SUPPLIED RECORDS Block Start

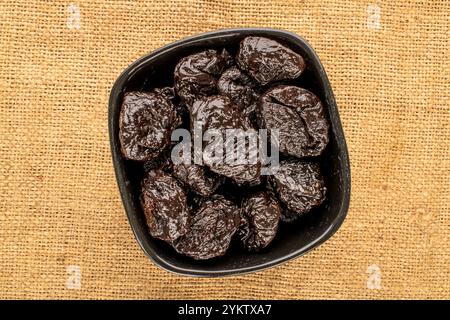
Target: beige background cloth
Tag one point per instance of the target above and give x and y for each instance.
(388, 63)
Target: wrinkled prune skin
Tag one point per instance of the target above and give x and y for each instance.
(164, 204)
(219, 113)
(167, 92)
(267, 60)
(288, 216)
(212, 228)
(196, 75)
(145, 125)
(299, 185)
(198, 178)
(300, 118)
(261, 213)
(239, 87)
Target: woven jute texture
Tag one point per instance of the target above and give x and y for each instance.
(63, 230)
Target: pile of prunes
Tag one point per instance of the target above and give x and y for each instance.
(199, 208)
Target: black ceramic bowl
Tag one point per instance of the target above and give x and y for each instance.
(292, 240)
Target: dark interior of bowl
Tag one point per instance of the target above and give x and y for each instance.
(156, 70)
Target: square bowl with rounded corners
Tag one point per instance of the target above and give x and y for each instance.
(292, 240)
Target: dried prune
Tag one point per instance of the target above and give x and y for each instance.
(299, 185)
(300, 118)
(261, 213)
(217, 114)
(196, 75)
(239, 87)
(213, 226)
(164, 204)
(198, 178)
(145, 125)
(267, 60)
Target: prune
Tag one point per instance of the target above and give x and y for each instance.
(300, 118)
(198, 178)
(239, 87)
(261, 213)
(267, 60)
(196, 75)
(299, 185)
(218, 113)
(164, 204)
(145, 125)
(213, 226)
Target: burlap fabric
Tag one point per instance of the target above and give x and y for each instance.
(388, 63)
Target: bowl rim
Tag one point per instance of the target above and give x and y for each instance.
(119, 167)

SUPPLIED RECORDS Block End
SUPPLIED RECORDS Block Start

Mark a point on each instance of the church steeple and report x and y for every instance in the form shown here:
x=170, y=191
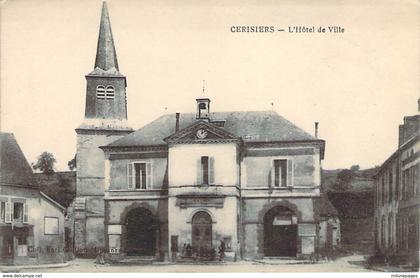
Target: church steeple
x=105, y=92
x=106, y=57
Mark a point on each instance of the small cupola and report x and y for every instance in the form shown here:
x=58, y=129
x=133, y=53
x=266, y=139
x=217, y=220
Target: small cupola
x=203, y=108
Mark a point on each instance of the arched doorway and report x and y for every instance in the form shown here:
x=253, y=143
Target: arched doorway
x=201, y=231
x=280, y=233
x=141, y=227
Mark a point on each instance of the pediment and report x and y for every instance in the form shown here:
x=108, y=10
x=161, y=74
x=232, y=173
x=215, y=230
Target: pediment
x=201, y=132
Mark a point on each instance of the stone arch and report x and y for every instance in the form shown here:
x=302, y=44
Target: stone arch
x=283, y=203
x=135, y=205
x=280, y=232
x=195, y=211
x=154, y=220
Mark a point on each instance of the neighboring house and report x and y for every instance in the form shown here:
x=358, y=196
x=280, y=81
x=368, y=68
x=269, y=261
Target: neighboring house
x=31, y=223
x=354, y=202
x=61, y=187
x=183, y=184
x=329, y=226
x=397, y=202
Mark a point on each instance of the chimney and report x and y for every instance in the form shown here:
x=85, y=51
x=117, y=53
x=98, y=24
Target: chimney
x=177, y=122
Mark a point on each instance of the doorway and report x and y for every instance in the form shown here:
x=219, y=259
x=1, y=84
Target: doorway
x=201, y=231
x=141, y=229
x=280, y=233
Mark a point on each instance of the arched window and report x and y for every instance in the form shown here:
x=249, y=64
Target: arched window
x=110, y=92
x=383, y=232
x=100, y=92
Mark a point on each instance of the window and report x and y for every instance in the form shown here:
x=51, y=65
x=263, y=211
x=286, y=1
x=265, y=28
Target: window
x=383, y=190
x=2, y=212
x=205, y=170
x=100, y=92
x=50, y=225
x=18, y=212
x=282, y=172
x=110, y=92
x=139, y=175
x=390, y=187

SUPPLIED RECORDS Block End
SUPPLIED RECORDS Block Start

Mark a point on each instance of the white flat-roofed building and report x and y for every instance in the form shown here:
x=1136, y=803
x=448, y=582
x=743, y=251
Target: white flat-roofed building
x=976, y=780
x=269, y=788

SUPPLIED RECORDS Block End

EXERCISE AIM>
The lines above starting at the one that contains "x=108, y=10" and ending at the one that contains "x=265, y=28" must be transcribed exactly, and no other lines may appear.

RESPONSE TO THIS TASK>
x=108, y=10
x=161, y=74
x=232, y=173
x=215, y=230
Target: pediment
x=201, y=132
Mark a point on each instance of the stone arch and report x and y for every instance in the form shown here:
x=302, y=44
Target: stone arch
x=283, y=203
x=135, y=205
x=280, y=232
x=195, y=211
x=154, y=220
Mark a point on each instance of the neighboring house and report x and y for every instance in the form shown here:
x=358, y=196
x=280, y=81
x=368, y=68
x=269, y=261
Target: neighboring house
x=31, y=223
x=354, y=202
x=61, y=187
x=183, y=184
x=329, y=226
x=397, y=202
Mark a point on each instance of the chimney and report x and y for every instance in the form shown here:
x=85, y=51
x=117, y=53
x=98, y=24
Target: chimney
x=177, y=122
Mark a point on each instance of the doorway and report x and y for every instance in the form shown here:
x=219, y=259
x=1, y=84
Target: doorway
x=201, y=231
x=141, y=229
x=280, y=233
Mark a point on each instance of the arched window and report x and y for every instance in the form shown here:
x=249, y=64
Target: arched window
x=110, y=92
x=383, y=232
x=100, y=92
Mark a point on each instance of the window and report x and y for every instance in the form shown here:
x=51, y=65
x=263, y=211
x=286, y=1
x=265, y=28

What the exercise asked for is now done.